>> begin Dataset entries

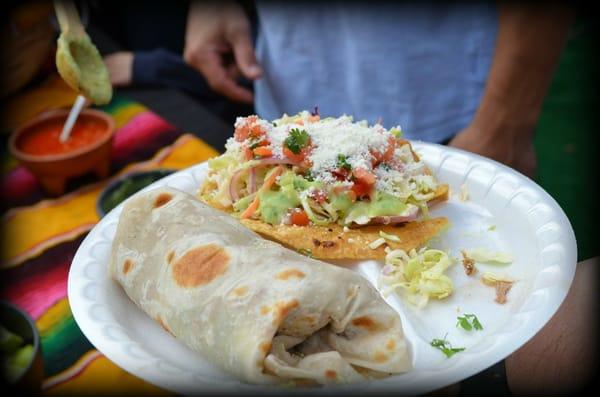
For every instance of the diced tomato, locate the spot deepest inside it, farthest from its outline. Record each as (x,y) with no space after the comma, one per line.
(263,151)
(361,189)
(363,176)
(352,195)
(296,158)
(264,142)
(341,174)
(299,217)
(318,195)
(256,131)
(241,133)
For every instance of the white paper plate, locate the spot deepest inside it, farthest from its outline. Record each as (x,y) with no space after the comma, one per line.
(525,220)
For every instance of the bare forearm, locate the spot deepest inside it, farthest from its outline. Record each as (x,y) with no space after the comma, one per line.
(529,43)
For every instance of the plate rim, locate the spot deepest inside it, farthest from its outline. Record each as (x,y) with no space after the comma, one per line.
(453,372)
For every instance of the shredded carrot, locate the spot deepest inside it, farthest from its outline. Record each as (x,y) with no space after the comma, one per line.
(271,180)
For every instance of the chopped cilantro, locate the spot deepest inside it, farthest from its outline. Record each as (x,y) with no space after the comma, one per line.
(343,163)
(296,140)
(445,347)
(468,322)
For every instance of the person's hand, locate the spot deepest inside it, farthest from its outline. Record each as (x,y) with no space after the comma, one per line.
(509,147)
(119,65)
(219,45)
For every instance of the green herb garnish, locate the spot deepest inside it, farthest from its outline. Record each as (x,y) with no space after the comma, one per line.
(296,140)
(445,347)
(343,163)
(468,322)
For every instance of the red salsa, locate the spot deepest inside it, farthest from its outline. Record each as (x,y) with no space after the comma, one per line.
(44,139)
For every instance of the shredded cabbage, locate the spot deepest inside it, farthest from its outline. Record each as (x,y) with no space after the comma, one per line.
(418,275)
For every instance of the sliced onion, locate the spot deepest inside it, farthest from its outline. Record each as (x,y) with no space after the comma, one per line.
(233,185)
(393,220)
(387,270)
(252,180)
(274,160)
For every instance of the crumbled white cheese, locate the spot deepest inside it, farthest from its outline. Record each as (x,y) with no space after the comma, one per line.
(464,193)
(375,244)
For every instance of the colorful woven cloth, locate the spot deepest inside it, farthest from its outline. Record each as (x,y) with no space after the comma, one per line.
(41,237)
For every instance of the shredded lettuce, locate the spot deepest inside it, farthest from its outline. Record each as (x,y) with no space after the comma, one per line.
(418,275)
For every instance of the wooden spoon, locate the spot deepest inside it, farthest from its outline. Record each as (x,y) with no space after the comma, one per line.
(78,61)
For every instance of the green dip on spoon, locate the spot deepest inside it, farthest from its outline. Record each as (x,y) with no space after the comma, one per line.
(78,61)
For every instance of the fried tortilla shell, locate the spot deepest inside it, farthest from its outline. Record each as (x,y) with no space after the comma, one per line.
(331,242)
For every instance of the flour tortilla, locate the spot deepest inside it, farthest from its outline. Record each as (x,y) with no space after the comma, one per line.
(261,312)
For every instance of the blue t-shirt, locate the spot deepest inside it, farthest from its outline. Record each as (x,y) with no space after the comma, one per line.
(421,66)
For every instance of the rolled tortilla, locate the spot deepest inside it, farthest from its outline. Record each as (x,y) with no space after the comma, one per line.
(264,313)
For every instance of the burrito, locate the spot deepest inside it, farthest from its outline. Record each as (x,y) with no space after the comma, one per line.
(261,312)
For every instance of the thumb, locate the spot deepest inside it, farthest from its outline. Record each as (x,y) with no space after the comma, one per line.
(243,51)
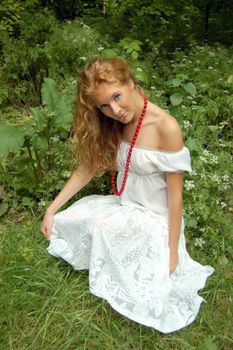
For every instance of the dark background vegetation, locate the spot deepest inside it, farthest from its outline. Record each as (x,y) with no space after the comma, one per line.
(182,55)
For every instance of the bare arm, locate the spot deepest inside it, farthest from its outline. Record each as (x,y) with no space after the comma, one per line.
(174,188)
(172,140)
(76,182)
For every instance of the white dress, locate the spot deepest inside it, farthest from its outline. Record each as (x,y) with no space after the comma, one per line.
(123,241)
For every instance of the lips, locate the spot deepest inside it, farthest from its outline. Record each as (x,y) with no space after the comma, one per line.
(122,116)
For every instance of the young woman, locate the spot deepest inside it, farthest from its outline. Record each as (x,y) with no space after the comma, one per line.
(132,241)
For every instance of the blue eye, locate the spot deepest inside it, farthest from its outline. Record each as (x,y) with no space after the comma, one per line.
(104,105)
(117,97)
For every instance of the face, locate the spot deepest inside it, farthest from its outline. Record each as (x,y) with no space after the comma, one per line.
(117,101)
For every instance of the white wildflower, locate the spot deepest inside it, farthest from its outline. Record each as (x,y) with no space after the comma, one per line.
(226,186)
(189,184)
(225,177)
(187,124)
(199,242)
(193,173)
(66,173)
(223,204)
(203,159)
(215,178)
(206,152)
(55,138)
(214,159)
(41,203)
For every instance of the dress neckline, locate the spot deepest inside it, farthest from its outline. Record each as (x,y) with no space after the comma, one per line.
(151,149)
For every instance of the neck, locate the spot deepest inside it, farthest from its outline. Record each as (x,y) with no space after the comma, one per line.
(139,106)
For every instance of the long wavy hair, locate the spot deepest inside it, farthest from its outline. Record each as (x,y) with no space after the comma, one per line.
(96,136)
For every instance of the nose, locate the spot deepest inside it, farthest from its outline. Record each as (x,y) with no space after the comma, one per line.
(115,108)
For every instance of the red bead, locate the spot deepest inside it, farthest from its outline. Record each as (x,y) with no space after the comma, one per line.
(129,154)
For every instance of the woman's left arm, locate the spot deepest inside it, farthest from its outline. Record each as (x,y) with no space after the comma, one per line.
(171,139)
(174,192)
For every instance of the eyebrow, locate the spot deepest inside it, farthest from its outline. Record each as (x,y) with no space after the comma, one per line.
(115,93)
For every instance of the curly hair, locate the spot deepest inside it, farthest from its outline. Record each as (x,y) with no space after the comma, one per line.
(96,136)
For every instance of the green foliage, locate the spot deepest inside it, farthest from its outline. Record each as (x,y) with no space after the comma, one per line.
(45,304)
(11,12)
(45,48)
(37,148)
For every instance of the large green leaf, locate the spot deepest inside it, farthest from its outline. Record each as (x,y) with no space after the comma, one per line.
(141,76)
(176,99)
(63,115)
(50,95)
(3,208)
(40,118)
(109,53)
(11,139)
(190,88)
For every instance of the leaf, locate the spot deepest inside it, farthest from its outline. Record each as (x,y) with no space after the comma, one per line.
(230,79)
(63,115)
(176,99)
(141,76)
(39,117)
(209,345)
(39,143)
(192,144)
(50,95)
(190,88)
(174,82)
(11,139)
(3,208)
(109,53)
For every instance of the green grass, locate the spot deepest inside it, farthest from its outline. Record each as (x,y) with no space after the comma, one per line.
(45,304)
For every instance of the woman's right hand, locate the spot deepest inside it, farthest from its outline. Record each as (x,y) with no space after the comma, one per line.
(47,224)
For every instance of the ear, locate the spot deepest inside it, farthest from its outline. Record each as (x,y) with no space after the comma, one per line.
(131,84)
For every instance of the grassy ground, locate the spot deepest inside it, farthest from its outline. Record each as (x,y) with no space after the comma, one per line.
(45,304)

>> end Dataset entries

▶ _What you will do_
Reproduce all of the material above word for word, omitting the pictures.

▶ _The output_
For every instance of the diced tomato, locate the spot deepest inside it, farthest from its outline. Record each as (x,y) with no space after the comma, one per line.
(263,151)
(361,189)
(363,176)
(352,195)
(296,158)
(264,142)
(341,174)
(299,217)
(318,195)
(256,131)
(241,133)
For every instance of the white paper plate, locate the spot deepest inside it, farthest from its outline. Record each as (x,y) with no space after the comma, one per line.
(525,220)
For every instance of the bare forearm, locate the spot deepest inside it, farthest from its outline. Record each as (x,y) with no space after the comma, one per line.
(529,43)
For every instance of the plate rim, locate the spot deepest inside it, farthest from its outline. Record each as (x,y) with no space after the comma, one per line.
(453,372)
For every instance of the shredded carrot, locate the spot deepest inside it, farthest from its outline. Record each as (x,y) with no space after the comma, one per line.
(271,180)
For every instance of the chopped cilantro, locate the spot deepest inside it, farthest from its outline. Record each as (x,y) with no space after the comma, one per line.
(343,163)
(296,140)
(445,347)
(468,322)
For every instance of the person's hand, locate the spot deepest inside it, farthest from its outline. Record each as (x,y) with no space after the comma, one per line.
(509,147)
(119,65)
(219,45)
For every instance of the green herb garnish, locate the spot deepest inside it, farthest from its outline. Record each as (x,y) with no space after the comma, one per line.
(296,140)
(445,347)
(343,163)
(468,322)
For every instance of the red salsa, locate the spot deepest inside it, farthest from its outline. Record each as (x,y) with no space after the comma, one per line.
(44,139)
For every instance of the shredded cabbage, locate the spot deepest inside it, farthest from its outline. Record each as (x,y) with no space after the comma, one per line.
(418,275)
For every instance of the sliced onion, locate the spot deepest inside it, farthest from its outline. Record each as (x,y) with no space after the comma, one per line.
(233,185)
(393,220)
(387,270)
(252,180)
(274,160)
For every instance of the crumbled white cheese, locate the spot deepest inside it, farthest from its outline. Record each as (x,y) with no space after the comma, one per line.
(464,193)
(375,244)
For every instance of the colorful woven cloth, locate the spot deepest inside it, farthest from its outline. Record each as (x,y) with no space after the comma, one per line.
(41,237)
For every instance of the shredded lettuce, locate the spot deepest inside it, farthest from its outline. Record each as (x,y) with no space after the comma, one per line.
(418,275)
For every instance of the wooden spoon, locate the spot deepest inside it, farthest from its outline. Record each as (x,y) with no space after the comma, one per line.
(78,61)
For every instance of the green dip on spoon, locate the spot deepest inside it, farthest from its outline. Record each as (x,y) with no space after the comma, one per line.
(78,61)
For every instance of the fried tortilla shell, locate the spot deepest inside it, farthest from its outline. Record each as (x,y) with no space after the comma, one per line.
(331,242)
For every instance of the flour tortilla, locate the spot deepest inside it, farthest from its outline. Record each as (x,y) with no space after the comma, one per line.
(261,312)
For every instance of the blue t-shirt, locate the spot deepest inside it, farthest from its outline. Record each as (x,y) with no space after the comma, one per line.
(421,66)
For every instance of the rolled tortilla, locate the spot deepest inside it, farthest from its outline. Record each as (x,y) with no space after the comma, one per line.
(264,313)
For every instance of the burrito, locate the spot deepest inside it, farthest from its outline. Record each as (x,y) with no space after the comma, one per line.
(261,312)
For every instance of the thumb, locate the spot deepest inside it, farthest from its outline. Record each as (x,y) with no space after the comma, one per line.
(243,51)
For every instance of the dark background vegetation, locate the spot deepest inside it, farthest from its outline. Record each as (x,y) with no space after the comma, one per line.
(182,55)
For every instance of the bare arm, locate the spot deepest inside it, farthest from its outline. Record each as (x,y) with no space after the comma, one per line.
(174,188)
(172,140)
(76,182)
For every instance of the white dress, locate the spot deepest inside it, farthest from its outline. Record each as (x,y) with no space after the comma, one per line.
(123,241)
For every instance of the lips, locate the spot deepest inside it, farthest from its outline. Record each as (x,y) with no space after the comma, one per line.
(122,116)
For every instance of the young woman, locate the spot deepest inside it, farthest from its outline. Record each as (x,y) with no space after the comma, one per line.
(132,241)
For every instance of the blue eye, locate the spot deepest inside it, farthest from its outline. Record each as (x,y) with no space after the comma, one per line.
(104,105)
(117,97)
For every instance of the face, locate the spot deepest inside it, farthest from its outline. Record each as (x,y) with no space after the comma, one per line.
(117,101)
For every instance of the white wildflower, locate the spot deepest inside it, farthest from its outline. Record each as (x,y) with no space after the comma, one per line.
(226,186)
(189,184)
(225,177)
(187,124)
(199,242)
(193,173)
(66,173)
(223,204)
(203,159)
(215,178)
(206,152)
(55,138)
(214,159)
(41,203)
For every instance of the dress neckline, locate the spot deepest inside it, farthest from its outline. Record each as (x,y) with no space after the comma, one per line.
(151,149)
For every instance of the neck, locate the spot deepest inside it, farthest from its outline. Record each as (x,y) with no space after the comma, one per line.
(139,106)
For every instance of the long wavy hair, locate the spot deepest inside it, farthest from its outline. Record each as (x,y) with no space after the comma, one per line.
(96,136)
For every instance of the nose, locate the spot deepest inside it, farthest from its outline. Record each as (x,y) with no space after the comma, one per line.
(115,108)
For every instance of the red bead, locate the spot deepest inside it, farthest from its outline. Record each as (x,y) with no space after the comma, one per line.
(129,154)
For every instance of the woman's left arm, locate the spot deepest inside it, farthest from its outline. Record each as (x,y) with no space after the comma, one per line.
(171,139)
(174,192)
For every instance of the eyebrow, locate the spot deepest inside it, farthest from its outline. Record each as (x,y) with no space after the comma, one per line.
(115,93)
For every instance of the curly hair, locate the spot deepest inside it, farthest from its outline. Record each as (x,y) with no space after the comma, one per line.
(96,136)
For every instance of the green foliage, locate the spot deepest inside it, farthest from its outline. Record each as (x,y) with no space after the comma, one per line.
(45,304)
(11,12)
(45,48)
(37,148)
For every instance of the large green leaf, locate the spot deepest inside it, farthest from its outline. Record each as (x,y) with no space after the comma, one per line.
(141,76)
(176,99)
(63,115)
(50,95)
(3,208)
(40,118)
(109,53)
(11,139)
(190,88)
For every instance of the leaf, locate the spot deepest inside it, farthest from its outline. Record each as (x,y) with no space after the comma, one per line.
(230,79)
(63,115)
(176,99)
(141,76)
(39,117)
(209,345)
(39,143)
(192,144)
(50,95)
(190,88)
(174,82)
(11,139)
(3,208)
(109,53)
For every instance of the green grass, locate the spot deepest inside it, farthest from its outline. Record each as (x,y) with no space after the comma, one per line.
(45,304)
For every instance of the woman's right hand, locate the spot deepest inside it, farthest from its outline. Record each as (x,y) with no space after the comma, one per line.
(47,224)
For every instance of the ear, locate the spot deepest inside it, farthest from its outline. Record each as (x,y) with no space after the comma, one per line.
(131,84)
For every instance of the grassy ground, locate the spot deepest inside it, farthest from its outline. Record each as (x,y) with no space after the comma, one per line.
(45,304)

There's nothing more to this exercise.